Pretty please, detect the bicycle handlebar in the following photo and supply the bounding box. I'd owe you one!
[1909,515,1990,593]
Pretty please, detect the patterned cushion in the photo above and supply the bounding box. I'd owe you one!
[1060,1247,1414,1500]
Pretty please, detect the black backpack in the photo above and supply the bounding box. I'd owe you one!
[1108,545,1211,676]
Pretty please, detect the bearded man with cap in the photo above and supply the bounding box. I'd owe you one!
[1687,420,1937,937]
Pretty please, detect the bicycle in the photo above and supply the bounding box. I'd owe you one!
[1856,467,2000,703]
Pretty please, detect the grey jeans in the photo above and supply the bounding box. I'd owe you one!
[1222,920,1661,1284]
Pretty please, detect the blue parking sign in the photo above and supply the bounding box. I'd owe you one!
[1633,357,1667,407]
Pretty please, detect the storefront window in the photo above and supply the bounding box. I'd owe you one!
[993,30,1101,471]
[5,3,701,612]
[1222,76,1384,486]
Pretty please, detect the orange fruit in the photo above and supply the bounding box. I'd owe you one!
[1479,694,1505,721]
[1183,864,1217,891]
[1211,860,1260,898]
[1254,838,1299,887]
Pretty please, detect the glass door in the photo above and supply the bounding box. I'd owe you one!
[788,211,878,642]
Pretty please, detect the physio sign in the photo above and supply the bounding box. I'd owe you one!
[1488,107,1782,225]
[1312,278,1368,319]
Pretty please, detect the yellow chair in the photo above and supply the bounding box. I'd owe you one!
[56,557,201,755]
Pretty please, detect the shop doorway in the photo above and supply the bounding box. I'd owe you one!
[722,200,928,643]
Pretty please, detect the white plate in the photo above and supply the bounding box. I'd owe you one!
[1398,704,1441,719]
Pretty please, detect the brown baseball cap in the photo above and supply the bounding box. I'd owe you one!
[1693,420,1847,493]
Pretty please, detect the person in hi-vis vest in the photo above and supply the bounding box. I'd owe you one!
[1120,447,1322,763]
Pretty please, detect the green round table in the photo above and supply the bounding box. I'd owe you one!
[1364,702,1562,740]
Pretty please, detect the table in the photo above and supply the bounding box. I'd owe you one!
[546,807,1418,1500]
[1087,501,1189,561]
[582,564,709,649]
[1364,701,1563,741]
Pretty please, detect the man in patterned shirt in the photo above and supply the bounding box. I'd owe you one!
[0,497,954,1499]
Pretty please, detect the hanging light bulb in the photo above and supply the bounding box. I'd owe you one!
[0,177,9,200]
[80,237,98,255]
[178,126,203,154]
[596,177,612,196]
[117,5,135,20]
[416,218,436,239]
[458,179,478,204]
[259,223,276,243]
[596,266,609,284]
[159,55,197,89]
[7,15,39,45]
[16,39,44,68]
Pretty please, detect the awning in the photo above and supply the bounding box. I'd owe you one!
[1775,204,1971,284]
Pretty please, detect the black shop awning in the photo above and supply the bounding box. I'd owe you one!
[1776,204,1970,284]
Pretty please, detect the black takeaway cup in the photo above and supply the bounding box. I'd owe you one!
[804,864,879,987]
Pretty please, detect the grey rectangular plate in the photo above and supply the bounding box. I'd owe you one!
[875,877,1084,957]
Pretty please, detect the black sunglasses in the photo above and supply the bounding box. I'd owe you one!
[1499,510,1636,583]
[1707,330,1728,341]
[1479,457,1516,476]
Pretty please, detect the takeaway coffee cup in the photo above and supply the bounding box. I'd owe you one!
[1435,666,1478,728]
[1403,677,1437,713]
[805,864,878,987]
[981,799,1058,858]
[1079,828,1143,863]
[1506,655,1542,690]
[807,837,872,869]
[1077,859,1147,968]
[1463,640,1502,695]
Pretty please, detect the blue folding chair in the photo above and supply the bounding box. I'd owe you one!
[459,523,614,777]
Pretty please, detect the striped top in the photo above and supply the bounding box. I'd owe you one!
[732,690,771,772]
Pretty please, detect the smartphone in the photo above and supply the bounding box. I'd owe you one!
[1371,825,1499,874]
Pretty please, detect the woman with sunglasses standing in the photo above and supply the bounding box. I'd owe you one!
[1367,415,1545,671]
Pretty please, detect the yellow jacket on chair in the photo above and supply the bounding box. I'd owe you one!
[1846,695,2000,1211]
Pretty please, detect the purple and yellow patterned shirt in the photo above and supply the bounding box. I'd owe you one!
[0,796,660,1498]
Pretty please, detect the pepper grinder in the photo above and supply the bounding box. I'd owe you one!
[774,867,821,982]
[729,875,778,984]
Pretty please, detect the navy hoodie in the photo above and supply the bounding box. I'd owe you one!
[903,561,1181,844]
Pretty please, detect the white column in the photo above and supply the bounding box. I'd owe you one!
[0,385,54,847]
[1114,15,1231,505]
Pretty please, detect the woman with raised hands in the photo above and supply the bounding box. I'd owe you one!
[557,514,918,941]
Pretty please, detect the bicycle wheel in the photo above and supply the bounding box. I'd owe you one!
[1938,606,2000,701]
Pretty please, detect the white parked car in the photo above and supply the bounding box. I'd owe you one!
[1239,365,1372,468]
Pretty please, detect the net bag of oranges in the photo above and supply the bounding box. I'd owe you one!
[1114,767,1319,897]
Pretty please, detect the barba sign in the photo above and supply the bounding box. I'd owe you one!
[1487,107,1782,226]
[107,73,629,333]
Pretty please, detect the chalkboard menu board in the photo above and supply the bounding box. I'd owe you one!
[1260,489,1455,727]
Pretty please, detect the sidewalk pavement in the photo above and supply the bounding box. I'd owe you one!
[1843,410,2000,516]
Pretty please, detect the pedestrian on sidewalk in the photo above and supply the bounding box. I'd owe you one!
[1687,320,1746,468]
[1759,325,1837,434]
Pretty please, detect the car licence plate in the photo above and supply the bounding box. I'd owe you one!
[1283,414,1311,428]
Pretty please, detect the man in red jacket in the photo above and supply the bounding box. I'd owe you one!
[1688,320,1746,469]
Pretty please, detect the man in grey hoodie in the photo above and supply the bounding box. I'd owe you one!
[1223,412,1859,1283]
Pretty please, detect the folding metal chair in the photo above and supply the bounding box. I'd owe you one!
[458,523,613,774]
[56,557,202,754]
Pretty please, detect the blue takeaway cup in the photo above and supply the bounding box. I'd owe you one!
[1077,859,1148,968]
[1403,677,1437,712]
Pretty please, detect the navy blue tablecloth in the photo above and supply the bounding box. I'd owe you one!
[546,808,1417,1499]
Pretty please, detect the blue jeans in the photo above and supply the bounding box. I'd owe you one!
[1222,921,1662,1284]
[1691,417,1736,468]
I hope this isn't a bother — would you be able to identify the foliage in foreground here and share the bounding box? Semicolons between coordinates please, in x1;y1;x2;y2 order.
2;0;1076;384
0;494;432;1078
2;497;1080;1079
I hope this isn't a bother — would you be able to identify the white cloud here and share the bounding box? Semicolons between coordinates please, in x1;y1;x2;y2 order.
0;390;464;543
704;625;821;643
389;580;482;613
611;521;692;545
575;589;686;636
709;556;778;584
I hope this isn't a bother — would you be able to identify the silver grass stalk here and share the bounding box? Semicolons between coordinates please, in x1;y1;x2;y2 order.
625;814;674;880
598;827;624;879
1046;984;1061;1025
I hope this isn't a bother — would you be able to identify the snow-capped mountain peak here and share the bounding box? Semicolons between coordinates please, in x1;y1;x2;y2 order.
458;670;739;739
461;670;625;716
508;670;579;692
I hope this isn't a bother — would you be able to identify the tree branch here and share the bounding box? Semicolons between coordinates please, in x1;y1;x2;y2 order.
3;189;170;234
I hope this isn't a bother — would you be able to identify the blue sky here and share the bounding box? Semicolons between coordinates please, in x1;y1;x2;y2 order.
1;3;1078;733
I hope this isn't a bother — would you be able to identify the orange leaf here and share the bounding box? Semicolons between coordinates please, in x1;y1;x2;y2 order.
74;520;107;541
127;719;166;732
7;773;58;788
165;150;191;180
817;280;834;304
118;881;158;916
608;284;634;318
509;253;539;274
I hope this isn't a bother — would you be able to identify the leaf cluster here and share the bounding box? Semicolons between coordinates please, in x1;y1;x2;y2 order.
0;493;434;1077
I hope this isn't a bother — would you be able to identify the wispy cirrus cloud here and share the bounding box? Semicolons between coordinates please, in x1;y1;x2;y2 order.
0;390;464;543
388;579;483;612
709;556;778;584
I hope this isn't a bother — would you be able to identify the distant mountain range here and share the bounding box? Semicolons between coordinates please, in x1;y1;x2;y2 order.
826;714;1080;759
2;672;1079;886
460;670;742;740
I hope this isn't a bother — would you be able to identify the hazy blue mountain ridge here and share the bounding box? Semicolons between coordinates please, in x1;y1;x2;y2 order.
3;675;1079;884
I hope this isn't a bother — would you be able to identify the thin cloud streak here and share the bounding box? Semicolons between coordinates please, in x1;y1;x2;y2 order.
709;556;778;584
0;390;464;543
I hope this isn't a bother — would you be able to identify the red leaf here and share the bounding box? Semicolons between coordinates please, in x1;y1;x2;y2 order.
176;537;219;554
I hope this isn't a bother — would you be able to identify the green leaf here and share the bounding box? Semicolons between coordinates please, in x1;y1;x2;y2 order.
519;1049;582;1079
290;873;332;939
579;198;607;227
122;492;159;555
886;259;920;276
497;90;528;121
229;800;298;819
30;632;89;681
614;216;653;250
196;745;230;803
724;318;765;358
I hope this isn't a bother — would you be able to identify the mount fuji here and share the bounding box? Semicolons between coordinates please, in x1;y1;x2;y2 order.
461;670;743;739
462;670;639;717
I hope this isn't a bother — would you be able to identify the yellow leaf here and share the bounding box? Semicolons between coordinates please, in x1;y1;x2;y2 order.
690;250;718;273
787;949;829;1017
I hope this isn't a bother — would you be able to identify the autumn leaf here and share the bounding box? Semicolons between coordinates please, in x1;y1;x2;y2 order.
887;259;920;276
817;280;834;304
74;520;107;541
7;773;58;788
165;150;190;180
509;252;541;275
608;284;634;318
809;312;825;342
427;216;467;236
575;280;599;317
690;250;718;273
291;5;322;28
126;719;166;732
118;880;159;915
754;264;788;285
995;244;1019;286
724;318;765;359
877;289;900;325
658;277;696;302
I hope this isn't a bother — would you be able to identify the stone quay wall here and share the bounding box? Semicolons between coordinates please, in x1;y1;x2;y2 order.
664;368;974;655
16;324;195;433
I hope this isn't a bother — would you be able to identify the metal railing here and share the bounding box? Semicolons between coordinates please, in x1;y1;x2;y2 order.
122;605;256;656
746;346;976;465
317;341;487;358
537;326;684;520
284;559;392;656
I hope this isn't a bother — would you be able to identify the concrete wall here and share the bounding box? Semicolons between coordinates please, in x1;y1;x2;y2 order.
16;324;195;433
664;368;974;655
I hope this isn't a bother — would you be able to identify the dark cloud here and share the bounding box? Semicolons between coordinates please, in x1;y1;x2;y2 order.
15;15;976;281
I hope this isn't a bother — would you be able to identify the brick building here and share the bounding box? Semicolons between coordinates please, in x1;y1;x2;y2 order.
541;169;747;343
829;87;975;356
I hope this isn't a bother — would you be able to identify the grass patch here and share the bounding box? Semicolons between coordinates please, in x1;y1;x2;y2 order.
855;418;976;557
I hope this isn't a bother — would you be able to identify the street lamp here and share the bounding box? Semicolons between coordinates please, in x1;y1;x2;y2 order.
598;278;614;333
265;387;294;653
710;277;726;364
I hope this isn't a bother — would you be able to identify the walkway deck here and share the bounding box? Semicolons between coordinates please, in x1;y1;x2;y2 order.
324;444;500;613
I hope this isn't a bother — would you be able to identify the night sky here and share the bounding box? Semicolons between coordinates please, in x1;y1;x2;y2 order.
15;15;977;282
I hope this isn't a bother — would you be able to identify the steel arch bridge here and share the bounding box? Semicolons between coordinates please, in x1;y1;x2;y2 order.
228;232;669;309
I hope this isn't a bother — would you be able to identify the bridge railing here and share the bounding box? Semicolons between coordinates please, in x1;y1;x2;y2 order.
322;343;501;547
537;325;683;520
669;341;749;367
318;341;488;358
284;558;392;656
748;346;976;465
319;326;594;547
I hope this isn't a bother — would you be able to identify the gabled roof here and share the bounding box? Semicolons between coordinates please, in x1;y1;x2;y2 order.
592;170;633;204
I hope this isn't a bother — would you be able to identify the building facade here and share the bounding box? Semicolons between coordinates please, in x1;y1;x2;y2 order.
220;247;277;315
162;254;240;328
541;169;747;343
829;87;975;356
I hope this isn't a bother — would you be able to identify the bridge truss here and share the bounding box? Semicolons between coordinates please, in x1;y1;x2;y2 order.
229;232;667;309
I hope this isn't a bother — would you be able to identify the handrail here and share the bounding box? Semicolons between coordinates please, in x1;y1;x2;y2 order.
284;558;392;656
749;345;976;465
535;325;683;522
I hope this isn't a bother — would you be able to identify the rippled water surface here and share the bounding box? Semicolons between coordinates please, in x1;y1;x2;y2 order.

**EXERCISE:** Beginning from the line that contains "the bridge railing", give each line again exactly, through the final line of the records.

**WRITTEN SOLUTION:**
I hope this isn't a bother — would you be able to identify the bridge railing here and share the bounding box? Semicolons between coordinates please, in x1;y1;x2;y2 order.
322;343;501;547
537;325;683;520
669;341;749;367
318;341;488;358
284;558;392;656
748;346;976;465
319;326;594;547
I hope this isn't a bother — would you be able to identify the gabled roof here and share the bounding box? Semicolons between coordinates please, in x1;y1;x2;y2 order.
592;170;633;204
I hope this isn't a bother — would you be able to identify the building facade here and share the bounding box? Semicolons between coordinates please, in x1;y1;x2;y2 order.
220;247;277;315
162;254;240;328
541;169;747;343
829;87;975;356
I hope this isn't a bother — would you be able to identify the bridge truss here and share the bounding box? Semicolons between coordinates please, in x1;y1;x2;y2 order.
229;232;667;309
I hope this isn't a bother — would you be able to identify the handrail here and share the bounding box? Semicolons between coordinates please, in x1;y1;x2;y2 order.
284;558;392;656
749;345;976;465
535;325;683;522
I hope this isn't a bother — would you be able to identify the rippled water surface here and share the bounding box? Semicolons between coordinates please, in x1;y1;x2;y2 order.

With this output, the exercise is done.